__PROBLEM REQUIREMENTS__
Find and copy every line in the records that includes the string "below".
[THE RECORDS Boundary: Start]
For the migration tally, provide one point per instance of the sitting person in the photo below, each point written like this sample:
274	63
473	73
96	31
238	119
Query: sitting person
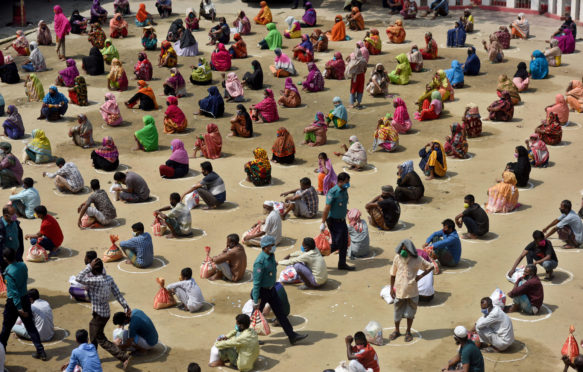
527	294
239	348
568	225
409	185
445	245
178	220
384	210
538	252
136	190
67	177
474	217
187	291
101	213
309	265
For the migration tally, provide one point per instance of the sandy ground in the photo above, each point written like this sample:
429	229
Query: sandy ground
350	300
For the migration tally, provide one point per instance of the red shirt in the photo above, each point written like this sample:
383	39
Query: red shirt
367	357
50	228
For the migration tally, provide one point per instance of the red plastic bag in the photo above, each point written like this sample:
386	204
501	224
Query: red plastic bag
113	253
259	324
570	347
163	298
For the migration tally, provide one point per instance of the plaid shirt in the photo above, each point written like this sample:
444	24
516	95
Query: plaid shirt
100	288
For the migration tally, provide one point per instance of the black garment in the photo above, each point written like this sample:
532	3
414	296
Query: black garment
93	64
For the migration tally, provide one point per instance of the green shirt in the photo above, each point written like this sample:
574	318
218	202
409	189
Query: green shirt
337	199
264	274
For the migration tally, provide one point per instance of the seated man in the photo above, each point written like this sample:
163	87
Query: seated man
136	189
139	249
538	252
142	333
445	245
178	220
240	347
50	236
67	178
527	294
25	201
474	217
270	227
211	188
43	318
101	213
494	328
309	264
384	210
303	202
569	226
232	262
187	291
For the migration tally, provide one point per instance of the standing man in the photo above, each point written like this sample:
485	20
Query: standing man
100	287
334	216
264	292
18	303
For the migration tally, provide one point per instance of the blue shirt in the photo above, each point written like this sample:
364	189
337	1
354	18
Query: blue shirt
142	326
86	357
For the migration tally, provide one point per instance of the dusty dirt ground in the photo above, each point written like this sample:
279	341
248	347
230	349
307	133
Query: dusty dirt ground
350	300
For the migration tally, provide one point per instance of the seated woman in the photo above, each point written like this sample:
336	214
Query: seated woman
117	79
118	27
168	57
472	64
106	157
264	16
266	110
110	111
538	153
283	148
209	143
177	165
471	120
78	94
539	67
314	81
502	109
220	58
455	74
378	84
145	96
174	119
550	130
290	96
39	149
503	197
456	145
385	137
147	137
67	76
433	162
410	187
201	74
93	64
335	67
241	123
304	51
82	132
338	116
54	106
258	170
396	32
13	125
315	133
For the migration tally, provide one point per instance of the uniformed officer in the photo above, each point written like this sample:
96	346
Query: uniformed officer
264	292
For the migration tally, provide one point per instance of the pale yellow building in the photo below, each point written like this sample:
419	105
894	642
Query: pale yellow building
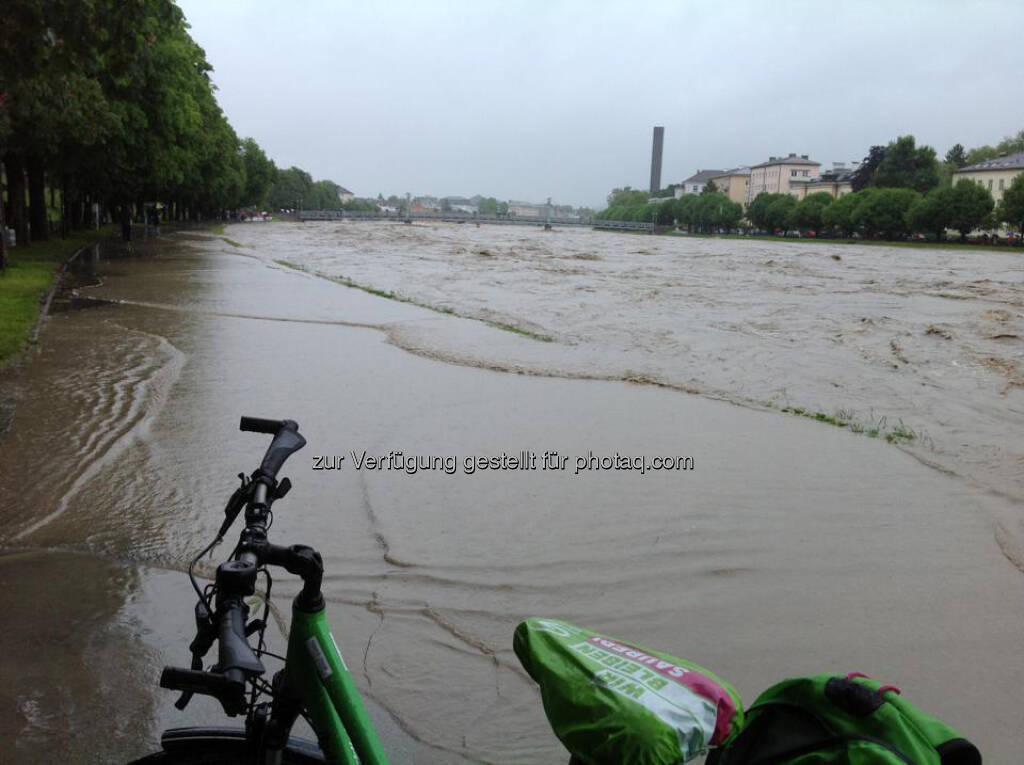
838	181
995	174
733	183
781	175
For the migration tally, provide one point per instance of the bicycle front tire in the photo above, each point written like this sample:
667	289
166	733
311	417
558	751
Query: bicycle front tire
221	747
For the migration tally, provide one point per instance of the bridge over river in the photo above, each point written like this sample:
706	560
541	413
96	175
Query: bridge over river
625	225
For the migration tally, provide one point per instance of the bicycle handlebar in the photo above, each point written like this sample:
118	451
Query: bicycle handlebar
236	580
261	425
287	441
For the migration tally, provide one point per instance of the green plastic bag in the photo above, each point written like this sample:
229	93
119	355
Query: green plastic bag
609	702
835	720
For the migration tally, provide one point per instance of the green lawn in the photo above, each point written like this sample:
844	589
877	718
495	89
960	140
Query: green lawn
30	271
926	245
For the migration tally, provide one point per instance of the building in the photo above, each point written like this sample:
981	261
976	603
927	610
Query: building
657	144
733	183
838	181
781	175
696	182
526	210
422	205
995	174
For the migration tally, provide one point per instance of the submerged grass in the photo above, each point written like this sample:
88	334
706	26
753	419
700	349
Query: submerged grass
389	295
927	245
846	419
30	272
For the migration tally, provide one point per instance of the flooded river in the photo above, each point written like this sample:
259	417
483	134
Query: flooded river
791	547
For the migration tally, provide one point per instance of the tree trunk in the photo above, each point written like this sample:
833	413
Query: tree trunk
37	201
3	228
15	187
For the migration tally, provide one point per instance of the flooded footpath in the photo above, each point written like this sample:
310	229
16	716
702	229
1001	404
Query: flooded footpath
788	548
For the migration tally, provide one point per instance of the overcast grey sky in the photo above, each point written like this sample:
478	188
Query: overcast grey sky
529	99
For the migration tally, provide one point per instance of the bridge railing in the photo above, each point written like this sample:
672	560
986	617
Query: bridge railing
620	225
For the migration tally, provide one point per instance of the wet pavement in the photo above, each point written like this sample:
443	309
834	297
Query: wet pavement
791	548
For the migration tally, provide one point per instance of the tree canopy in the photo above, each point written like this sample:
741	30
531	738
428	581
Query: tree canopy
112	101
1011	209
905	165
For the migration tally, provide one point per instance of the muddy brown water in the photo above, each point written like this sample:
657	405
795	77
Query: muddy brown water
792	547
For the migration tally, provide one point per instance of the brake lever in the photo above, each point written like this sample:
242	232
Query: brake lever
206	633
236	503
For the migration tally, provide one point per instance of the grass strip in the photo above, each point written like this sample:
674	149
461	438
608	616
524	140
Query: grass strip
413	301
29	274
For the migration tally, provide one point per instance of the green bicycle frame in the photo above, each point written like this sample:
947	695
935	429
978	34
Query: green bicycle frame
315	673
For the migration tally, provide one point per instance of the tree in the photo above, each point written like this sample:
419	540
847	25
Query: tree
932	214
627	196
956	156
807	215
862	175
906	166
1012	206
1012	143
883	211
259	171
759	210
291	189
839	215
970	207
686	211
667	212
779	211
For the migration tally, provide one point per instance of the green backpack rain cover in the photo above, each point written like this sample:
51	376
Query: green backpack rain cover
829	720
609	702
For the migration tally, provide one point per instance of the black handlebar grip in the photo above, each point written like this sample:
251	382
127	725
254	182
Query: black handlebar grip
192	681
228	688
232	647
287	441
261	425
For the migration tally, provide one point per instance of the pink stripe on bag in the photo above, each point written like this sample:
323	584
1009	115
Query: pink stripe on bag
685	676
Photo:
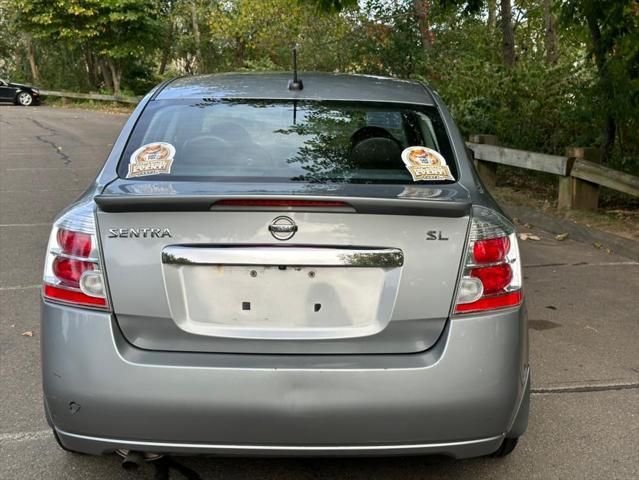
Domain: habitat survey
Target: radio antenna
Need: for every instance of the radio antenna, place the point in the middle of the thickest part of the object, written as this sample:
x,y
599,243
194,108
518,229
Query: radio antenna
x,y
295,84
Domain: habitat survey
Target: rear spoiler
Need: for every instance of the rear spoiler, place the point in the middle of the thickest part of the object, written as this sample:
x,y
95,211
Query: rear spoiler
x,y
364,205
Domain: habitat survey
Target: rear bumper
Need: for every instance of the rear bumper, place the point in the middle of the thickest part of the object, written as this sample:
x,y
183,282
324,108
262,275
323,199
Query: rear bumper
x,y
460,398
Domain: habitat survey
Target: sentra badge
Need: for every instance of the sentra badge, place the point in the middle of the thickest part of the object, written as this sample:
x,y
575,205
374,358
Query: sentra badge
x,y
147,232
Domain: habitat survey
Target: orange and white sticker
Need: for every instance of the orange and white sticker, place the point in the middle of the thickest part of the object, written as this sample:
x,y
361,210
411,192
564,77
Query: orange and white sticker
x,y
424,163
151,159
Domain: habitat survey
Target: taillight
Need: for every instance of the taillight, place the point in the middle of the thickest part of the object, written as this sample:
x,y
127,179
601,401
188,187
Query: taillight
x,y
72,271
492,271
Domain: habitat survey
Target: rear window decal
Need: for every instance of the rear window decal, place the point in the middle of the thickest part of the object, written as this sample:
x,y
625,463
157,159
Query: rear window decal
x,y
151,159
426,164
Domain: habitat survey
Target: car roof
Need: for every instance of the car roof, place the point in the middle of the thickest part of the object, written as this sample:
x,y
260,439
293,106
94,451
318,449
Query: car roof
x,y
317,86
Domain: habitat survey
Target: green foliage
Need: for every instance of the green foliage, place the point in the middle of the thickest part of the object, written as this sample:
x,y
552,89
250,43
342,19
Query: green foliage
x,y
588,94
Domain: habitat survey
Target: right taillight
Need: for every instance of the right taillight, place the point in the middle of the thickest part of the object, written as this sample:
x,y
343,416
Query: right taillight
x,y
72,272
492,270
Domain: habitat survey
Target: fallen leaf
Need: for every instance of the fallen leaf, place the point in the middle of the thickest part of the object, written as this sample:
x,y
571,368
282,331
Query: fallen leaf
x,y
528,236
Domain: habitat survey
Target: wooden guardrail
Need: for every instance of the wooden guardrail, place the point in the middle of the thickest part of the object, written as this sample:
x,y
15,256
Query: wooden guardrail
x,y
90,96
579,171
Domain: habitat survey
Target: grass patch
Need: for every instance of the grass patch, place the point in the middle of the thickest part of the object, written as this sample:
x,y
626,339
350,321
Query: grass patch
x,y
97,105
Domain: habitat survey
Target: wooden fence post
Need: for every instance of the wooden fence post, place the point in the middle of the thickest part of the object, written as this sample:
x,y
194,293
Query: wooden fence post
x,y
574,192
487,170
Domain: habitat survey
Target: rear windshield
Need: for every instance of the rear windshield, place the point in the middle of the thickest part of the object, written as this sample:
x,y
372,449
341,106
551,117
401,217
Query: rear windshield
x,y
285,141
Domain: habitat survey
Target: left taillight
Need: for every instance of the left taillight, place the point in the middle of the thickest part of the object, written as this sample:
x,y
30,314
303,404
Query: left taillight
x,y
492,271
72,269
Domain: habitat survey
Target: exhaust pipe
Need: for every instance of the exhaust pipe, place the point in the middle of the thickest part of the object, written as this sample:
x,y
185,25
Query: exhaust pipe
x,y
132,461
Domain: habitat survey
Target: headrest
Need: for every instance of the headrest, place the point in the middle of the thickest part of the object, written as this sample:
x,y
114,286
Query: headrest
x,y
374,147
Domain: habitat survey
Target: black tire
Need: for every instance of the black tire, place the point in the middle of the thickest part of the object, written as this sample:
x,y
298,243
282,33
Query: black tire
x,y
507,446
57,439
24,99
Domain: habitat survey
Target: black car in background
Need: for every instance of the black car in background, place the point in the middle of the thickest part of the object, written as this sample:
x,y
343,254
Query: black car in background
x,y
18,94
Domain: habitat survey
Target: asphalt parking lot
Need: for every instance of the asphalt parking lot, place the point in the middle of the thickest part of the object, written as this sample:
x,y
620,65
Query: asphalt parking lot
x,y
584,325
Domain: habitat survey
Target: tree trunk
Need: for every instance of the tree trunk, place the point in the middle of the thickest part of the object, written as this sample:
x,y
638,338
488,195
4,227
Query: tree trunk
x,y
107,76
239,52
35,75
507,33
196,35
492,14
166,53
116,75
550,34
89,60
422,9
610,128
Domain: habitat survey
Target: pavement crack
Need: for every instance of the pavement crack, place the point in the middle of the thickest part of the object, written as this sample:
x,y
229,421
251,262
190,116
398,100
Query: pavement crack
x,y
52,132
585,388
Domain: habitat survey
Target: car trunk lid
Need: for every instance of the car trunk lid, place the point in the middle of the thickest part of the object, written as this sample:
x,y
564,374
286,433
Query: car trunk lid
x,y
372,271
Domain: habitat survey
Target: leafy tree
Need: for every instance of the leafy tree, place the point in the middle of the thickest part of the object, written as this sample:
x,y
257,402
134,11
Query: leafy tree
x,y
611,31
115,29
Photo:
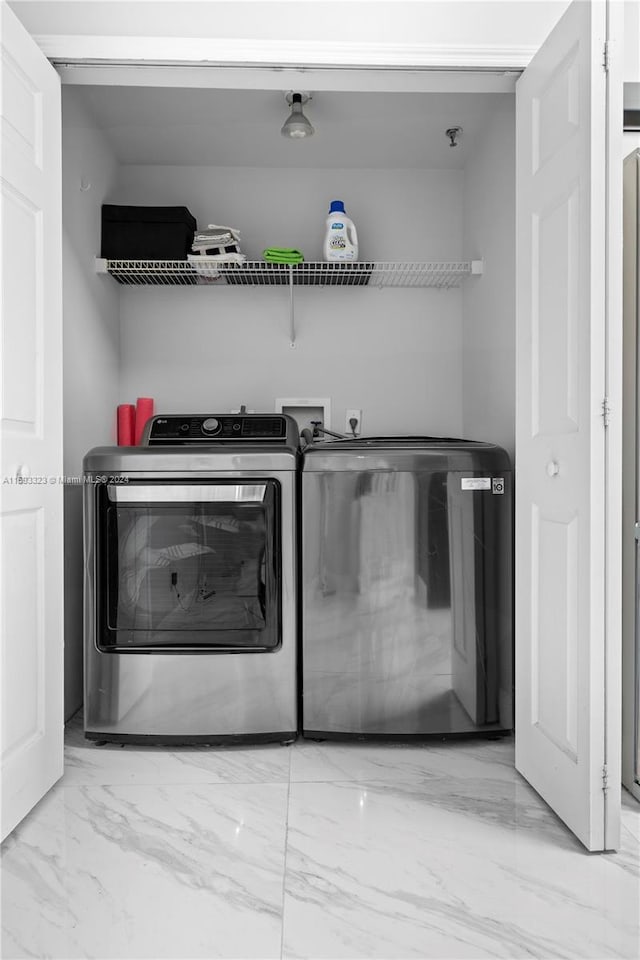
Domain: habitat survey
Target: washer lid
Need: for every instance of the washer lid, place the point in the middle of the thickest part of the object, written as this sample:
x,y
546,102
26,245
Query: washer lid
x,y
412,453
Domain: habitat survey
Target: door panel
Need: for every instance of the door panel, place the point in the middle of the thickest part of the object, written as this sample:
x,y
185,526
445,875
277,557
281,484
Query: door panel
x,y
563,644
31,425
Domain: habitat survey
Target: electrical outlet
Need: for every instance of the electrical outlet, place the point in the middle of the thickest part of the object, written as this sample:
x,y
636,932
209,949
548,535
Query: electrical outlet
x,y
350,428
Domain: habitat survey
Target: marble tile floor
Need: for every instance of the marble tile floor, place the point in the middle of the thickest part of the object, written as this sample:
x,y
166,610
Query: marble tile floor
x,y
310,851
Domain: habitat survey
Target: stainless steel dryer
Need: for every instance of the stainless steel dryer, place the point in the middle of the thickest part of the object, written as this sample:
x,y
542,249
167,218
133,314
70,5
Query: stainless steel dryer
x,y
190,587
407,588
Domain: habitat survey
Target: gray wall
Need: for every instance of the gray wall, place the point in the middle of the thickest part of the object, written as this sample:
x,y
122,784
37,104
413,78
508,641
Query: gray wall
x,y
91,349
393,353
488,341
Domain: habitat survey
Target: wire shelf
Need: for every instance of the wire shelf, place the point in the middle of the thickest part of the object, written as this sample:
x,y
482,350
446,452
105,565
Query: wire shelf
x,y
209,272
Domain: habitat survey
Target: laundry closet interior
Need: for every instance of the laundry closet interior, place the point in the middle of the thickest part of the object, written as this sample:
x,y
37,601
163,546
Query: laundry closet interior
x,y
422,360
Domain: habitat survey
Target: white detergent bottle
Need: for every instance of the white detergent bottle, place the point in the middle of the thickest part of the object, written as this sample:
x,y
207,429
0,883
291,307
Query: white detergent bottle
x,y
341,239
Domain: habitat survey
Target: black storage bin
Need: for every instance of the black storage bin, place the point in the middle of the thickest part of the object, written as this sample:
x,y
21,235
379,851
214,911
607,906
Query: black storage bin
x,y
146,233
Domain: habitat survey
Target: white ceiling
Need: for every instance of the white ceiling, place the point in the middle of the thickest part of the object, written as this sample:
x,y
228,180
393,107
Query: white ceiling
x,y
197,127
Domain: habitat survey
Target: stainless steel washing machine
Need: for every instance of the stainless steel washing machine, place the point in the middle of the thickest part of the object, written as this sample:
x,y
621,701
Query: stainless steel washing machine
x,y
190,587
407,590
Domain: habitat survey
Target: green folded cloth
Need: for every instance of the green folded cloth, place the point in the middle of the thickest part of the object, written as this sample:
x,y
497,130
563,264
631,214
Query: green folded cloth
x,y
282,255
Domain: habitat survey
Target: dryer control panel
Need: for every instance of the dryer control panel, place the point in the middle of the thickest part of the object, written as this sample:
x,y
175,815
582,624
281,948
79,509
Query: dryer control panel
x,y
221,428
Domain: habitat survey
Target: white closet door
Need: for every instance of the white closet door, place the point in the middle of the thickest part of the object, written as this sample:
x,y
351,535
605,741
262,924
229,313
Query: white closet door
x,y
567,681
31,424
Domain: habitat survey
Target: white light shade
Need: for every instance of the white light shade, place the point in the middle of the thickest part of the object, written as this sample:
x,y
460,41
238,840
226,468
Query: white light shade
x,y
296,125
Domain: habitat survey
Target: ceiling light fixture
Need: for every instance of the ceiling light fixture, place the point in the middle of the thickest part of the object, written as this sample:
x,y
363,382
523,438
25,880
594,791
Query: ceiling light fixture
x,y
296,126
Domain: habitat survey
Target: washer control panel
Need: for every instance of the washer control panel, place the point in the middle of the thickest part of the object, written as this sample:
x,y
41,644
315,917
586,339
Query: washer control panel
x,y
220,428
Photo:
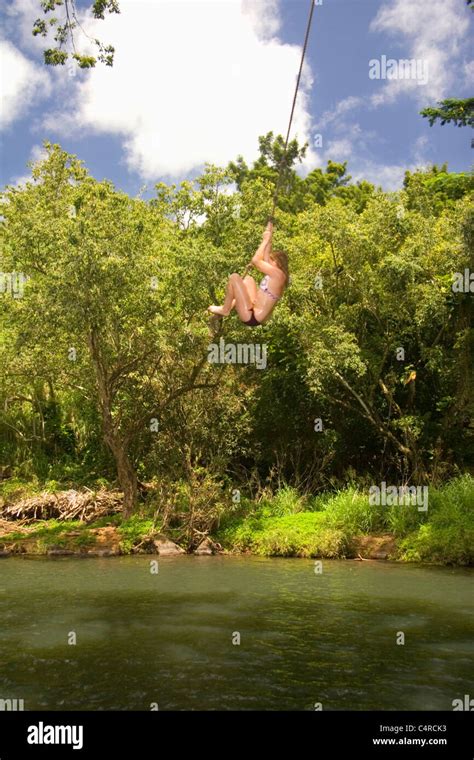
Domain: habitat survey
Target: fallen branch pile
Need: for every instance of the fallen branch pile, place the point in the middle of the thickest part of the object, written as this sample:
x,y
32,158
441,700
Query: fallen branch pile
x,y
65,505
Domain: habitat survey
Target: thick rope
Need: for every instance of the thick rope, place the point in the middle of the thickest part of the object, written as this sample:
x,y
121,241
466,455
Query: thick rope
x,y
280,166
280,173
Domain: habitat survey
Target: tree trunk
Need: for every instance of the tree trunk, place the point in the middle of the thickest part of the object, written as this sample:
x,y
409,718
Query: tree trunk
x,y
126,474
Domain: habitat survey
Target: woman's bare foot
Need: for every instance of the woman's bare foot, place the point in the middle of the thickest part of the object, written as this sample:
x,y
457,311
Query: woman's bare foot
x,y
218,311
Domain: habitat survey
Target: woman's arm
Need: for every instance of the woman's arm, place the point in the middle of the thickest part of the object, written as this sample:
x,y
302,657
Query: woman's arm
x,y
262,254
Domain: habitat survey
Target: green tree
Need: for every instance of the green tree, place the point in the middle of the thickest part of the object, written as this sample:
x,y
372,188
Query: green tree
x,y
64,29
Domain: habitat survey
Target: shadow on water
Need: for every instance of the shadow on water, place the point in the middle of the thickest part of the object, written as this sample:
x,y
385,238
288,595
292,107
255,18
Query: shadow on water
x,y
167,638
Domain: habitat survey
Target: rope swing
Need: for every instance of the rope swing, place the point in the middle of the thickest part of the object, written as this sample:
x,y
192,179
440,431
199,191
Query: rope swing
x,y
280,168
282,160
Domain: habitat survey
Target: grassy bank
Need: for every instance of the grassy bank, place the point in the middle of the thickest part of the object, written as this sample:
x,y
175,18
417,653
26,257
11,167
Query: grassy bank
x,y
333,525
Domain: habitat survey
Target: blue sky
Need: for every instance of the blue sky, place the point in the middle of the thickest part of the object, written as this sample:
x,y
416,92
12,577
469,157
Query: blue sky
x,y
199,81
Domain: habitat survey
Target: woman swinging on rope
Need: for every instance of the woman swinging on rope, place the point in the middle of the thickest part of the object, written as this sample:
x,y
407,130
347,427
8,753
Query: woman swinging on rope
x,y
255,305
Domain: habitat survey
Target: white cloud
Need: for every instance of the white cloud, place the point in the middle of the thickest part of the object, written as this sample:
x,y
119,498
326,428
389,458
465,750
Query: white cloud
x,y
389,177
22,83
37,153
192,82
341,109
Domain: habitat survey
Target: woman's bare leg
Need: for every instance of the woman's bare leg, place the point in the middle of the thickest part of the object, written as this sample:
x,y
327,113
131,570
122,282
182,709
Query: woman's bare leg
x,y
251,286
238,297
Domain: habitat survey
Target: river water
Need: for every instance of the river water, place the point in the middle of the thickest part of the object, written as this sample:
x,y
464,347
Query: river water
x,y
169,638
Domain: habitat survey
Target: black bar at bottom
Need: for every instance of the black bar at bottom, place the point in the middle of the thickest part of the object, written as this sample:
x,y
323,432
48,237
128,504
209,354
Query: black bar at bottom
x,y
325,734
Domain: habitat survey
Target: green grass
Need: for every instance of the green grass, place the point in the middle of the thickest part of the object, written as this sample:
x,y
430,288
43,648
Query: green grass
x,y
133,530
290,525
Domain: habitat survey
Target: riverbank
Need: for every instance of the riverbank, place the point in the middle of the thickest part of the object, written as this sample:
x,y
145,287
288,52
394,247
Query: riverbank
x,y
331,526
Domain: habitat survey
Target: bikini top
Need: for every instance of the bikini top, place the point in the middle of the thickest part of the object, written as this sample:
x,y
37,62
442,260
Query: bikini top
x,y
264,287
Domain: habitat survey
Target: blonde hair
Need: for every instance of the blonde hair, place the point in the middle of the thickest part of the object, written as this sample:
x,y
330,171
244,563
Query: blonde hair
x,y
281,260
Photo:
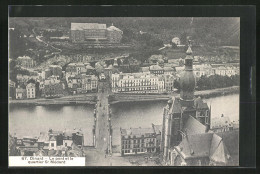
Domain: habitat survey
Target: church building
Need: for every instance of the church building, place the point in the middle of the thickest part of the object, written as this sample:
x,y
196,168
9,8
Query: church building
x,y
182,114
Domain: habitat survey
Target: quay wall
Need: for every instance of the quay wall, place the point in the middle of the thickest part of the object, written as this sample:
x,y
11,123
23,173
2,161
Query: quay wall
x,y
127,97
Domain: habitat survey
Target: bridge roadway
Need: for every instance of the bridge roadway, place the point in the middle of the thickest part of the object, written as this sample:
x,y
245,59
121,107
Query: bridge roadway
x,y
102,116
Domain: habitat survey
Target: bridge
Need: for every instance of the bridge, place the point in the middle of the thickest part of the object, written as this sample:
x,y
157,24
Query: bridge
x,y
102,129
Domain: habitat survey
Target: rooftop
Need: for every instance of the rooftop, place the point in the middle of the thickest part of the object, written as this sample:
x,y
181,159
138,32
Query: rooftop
[THE RECORDS Boundary: End]
__WRITTEN ANSWER__
For the migration tally, provide one point per instance of the sitting person in the photo below, each point written like this sample:
For the migration tally, provide one point per instance of the pale yellow building in the photo below, each point written like this sample:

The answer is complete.